[START]
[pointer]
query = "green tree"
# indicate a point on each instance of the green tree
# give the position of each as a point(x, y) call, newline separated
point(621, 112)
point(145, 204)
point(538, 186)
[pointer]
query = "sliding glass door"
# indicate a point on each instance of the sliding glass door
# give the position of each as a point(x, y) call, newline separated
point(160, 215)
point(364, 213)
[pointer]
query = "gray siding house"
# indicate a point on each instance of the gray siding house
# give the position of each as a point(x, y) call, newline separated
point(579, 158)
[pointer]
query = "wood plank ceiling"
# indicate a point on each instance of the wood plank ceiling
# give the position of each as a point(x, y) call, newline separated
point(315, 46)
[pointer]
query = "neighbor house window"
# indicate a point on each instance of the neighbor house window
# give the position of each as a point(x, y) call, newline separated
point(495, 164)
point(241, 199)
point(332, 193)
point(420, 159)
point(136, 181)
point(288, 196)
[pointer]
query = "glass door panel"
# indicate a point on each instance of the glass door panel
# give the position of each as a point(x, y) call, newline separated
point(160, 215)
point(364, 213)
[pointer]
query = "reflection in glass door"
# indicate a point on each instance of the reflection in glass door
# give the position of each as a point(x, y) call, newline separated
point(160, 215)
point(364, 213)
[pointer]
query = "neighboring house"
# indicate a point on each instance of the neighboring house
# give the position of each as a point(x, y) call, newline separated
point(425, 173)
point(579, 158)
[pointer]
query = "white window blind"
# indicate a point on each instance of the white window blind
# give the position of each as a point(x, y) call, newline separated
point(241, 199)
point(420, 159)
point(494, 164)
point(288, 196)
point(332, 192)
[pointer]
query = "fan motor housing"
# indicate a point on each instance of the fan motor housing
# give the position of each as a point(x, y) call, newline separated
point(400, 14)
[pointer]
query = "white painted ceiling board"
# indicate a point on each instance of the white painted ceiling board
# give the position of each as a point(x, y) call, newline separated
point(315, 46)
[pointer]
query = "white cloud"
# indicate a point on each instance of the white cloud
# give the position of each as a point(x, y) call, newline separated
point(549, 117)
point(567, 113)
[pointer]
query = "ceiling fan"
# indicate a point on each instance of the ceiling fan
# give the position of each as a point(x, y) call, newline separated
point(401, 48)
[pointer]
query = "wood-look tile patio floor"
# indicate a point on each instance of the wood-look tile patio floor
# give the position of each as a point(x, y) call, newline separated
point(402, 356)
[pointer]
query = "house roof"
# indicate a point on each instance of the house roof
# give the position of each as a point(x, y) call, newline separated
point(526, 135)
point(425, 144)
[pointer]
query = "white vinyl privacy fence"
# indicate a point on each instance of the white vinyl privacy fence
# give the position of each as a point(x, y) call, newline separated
[END]
### Exercise instructions
Output the listing above word for word.

### Result for this task
[pointer]
query = "green tree"
# indicate a point on each instance of the green tree
# give the position of each as a point(x, y) call, newline separated
point(621, 112)
point(145, 204)
point(538, 186)
[pointer]
query = "sliding glass door"
# indicate a point on each instance of the sliding glass door
# give the position of each as a point(x, y) call, newline separated
point(160, 215)
point(364, 213)
[pointer]
query = "gray siding house"
# indicate a point on each instance of the gray siding house
# give the position of each as a point(x, y) call, newline separated
point(579, 158)
[pointer]
query = "wood plank ceiling"
# indicate a point on each instance of the wood plank ceiling
# give the position of each as a point(x, y) call, newline separated
point(315, 46)
[pointer]
query = "neighbor house window"
# indicate a point on each instance of the neighbor house window
# give the position of each as a point(x, y) call, newline separated
point(495, 164)
point(241, 199)
point(332, 193)
point(420, 159)
point(136, 181)
point(288, 196)
[pointer]
query = "glass door panel"
# indicate a point on each instance of the glass door panel
# give the position of each as a point(x, y) call, newline separated
point(160, 215)
point(364, 213)
[pointer]
query = "reflection in glass door"
# indicate a point on each instance of the reflection in glass door
# give the position of each as a point(x, y) call, newline separated
point(160, 215)
point(364, 213)
[pointer]
query = "neighboring house"
# indicate a point on each instance of the neighboring house
# give the position of each as a point(x, y) call, newline separated
point(425, 173)
point(579, 158)
[pointer]
query = "white window blind"
# indicate a point on each instance of the white window blind
# give the position of each as a point(x, y) call, newline separated
point(241, 199)
point(420, 159)
point(494, 164)
point(288, 196)
point(332, 192)
[pointer]
query = "fan motor housing"
# indicate a point on each instance of the fan motor housing
# give the position of each as a point(x, y) call, newline separated
point(400, 14)
[pointer]
query = "white painted ceiling board"
# indicate a point on each instance of the white painted ceiling board
# give the position of each as a point(x, y) call, newline separated
point(315, 46)
[pointer]
query = "white cloud"
# indicate a point on each instance of the white cloud
# give the position of each as a point(x, y) call, newline separated
point(549, 117)
point(567, 113)
[pointer]
query = "ceiling fan"
# indicate a point on each instance of the ceiling fan
# give the position of each as a point(x, y) call, newline separated
point(401, 48)
[pointer]
query = "wood-look tile patio floor"
# indicate a point on each instance of the wood-look tile patio floor
# give the position of each as a point(x, y) call, newline separated
point(402, 356)
[pointer]
query = "house roof"
# indicate a point on each instance of the house roof
# give the position of each as a point(x, y) call, newline separated
point(526, 135)
point(425, 144)
[pointer]
query = "white vinyl privacy fence"
# indicate a point on each instance of the white vinyl privacy fence
# give the position of each as a point(x, y) call, newline separated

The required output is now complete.